Source records:
*** Begin section ***

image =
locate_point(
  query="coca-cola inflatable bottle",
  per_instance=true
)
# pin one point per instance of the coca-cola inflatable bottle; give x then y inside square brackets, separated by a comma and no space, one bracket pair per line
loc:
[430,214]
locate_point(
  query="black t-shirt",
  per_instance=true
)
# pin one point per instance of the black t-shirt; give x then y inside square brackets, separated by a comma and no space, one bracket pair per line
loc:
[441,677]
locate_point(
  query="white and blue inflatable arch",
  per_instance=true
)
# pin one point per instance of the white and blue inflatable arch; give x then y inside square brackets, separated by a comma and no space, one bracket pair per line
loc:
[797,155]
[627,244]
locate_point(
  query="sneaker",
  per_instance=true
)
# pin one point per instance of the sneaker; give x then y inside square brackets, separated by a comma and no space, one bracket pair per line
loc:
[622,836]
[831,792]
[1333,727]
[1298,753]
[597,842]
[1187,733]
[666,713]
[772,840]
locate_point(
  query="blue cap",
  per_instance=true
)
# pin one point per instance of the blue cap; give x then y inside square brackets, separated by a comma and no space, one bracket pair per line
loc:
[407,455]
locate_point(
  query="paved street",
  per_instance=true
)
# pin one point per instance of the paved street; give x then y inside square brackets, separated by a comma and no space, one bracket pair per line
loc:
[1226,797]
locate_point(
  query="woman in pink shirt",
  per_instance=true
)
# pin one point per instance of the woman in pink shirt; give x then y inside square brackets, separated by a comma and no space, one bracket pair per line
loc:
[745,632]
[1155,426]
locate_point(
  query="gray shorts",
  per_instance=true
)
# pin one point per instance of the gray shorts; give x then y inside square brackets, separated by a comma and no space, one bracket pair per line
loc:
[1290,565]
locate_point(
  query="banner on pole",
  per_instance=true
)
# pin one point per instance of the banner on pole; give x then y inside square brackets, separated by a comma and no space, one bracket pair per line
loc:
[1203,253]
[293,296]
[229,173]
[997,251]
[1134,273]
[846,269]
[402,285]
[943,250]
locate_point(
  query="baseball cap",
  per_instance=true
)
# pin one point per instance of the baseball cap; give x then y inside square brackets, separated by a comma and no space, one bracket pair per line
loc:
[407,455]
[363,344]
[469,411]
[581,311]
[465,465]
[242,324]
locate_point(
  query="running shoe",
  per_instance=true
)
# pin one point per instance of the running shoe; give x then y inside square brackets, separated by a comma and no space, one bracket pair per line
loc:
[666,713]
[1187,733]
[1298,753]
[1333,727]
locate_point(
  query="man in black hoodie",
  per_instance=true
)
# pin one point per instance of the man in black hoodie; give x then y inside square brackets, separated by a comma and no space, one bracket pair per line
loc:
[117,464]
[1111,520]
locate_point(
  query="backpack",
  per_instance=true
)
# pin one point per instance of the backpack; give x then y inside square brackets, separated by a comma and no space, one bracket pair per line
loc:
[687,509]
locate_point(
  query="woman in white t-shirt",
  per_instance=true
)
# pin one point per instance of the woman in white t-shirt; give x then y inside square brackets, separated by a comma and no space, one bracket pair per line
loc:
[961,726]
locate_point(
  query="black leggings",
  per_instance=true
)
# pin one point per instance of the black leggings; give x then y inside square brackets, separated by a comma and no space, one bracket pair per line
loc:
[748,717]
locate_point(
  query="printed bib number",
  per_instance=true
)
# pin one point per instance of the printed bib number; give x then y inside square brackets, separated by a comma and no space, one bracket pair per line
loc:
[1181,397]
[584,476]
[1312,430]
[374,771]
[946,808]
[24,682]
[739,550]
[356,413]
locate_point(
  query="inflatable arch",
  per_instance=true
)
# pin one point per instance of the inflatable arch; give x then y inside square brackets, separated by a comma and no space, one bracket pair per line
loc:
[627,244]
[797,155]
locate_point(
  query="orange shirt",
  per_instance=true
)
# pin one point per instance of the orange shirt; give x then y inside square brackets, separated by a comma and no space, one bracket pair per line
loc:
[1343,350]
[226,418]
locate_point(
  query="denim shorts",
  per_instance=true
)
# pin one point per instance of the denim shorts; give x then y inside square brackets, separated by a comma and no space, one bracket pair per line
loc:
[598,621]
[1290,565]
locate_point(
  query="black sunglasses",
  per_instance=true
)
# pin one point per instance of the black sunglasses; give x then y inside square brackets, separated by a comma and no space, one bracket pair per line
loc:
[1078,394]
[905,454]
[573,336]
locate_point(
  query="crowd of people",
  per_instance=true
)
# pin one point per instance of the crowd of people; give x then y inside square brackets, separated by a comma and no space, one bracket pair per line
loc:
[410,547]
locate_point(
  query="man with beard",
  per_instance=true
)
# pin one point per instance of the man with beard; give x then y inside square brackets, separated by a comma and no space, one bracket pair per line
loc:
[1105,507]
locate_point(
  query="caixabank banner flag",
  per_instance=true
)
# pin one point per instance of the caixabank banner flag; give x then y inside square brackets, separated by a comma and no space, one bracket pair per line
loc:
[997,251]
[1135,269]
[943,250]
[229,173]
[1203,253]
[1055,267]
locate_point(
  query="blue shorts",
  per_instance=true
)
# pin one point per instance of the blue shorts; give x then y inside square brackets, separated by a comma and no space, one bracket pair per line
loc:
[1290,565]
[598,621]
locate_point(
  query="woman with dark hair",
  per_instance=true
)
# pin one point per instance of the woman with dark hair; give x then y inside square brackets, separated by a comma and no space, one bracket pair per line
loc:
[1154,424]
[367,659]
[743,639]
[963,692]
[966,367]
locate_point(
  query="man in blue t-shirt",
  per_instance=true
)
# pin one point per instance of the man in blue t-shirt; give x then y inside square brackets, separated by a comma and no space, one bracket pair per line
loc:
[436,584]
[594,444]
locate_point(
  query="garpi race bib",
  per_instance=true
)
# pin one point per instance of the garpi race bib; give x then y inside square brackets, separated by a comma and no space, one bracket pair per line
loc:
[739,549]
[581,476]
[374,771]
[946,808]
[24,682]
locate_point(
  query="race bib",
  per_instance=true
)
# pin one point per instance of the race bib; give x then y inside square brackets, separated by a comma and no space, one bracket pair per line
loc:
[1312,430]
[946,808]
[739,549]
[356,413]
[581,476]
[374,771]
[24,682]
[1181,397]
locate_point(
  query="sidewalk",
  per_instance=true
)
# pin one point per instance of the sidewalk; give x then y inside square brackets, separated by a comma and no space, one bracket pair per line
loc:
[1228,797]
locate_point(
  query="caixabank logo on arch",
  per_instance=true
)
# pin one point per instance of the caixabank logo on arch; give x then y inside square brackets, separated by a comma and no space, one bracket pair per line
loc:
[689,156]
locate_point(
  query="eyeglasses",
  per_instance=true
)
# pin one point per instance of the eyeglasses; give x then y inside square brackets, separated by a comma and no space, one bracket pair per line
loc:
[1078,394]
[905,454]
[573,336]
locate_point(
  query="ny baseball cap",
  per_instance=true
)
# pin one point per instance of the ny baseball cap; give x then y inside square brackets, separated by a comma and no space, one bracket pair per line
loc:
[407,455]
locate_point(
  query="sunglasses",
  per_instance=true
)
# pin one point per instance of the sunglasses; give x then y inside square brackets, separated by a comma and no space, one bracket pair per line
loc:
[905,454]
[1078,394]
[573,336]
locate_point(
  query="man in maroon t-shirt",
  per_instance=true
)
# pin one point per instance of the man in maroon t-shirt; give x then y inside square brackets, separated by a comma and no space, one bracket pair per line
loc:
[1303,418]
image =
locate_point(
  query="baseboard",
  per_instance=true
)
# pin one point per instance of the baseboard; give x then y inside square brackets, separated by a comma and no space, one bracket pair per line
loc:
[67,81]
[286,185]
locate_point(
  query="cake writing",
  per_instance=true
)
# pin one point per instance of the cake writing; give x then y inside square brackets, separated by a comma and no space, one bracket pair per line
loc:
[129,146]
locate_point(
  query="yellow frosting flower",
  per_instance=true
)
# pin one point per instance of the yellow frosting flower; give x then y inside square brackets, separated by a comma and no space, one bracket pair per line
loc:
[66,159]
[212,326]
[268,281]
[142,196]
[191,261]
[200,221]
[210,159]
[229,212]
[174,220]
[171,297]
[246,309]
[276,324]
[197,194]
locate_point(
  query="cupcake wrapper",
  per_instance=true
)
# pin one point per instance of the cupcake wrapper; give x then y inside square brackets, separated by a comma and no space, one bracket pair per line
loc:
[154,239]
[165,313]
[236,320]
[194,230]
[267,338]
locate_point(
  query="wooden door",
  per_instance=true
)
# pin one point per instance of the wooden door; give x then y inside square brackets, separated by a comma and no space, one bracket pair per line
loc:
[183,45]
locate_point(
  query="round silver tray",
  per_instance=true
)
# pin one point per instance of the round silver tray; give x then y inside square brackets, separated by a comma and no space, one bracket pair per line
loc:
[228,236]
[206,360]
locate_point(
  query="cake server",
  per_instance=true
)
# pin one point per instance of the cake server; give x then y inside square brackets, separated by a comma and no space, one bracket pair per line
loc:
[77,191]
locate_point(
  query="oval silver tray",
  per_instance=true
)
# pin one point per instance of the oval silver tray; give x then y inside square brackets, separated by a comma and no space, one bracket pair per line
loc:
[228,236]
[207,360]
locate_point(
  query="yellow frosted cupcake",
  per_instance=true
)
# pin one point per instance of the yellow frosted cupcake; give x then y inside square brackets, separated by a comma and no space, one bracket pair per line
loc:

*** End section ***

**Work to be completed**
Please return every line of the records above that contains the word "denim".

**Response box**
  query="denim shorts",
# pin one point per instance of the denim shorts; give x then y inside square brackets, separated by a comma and no space, one bracket pair per line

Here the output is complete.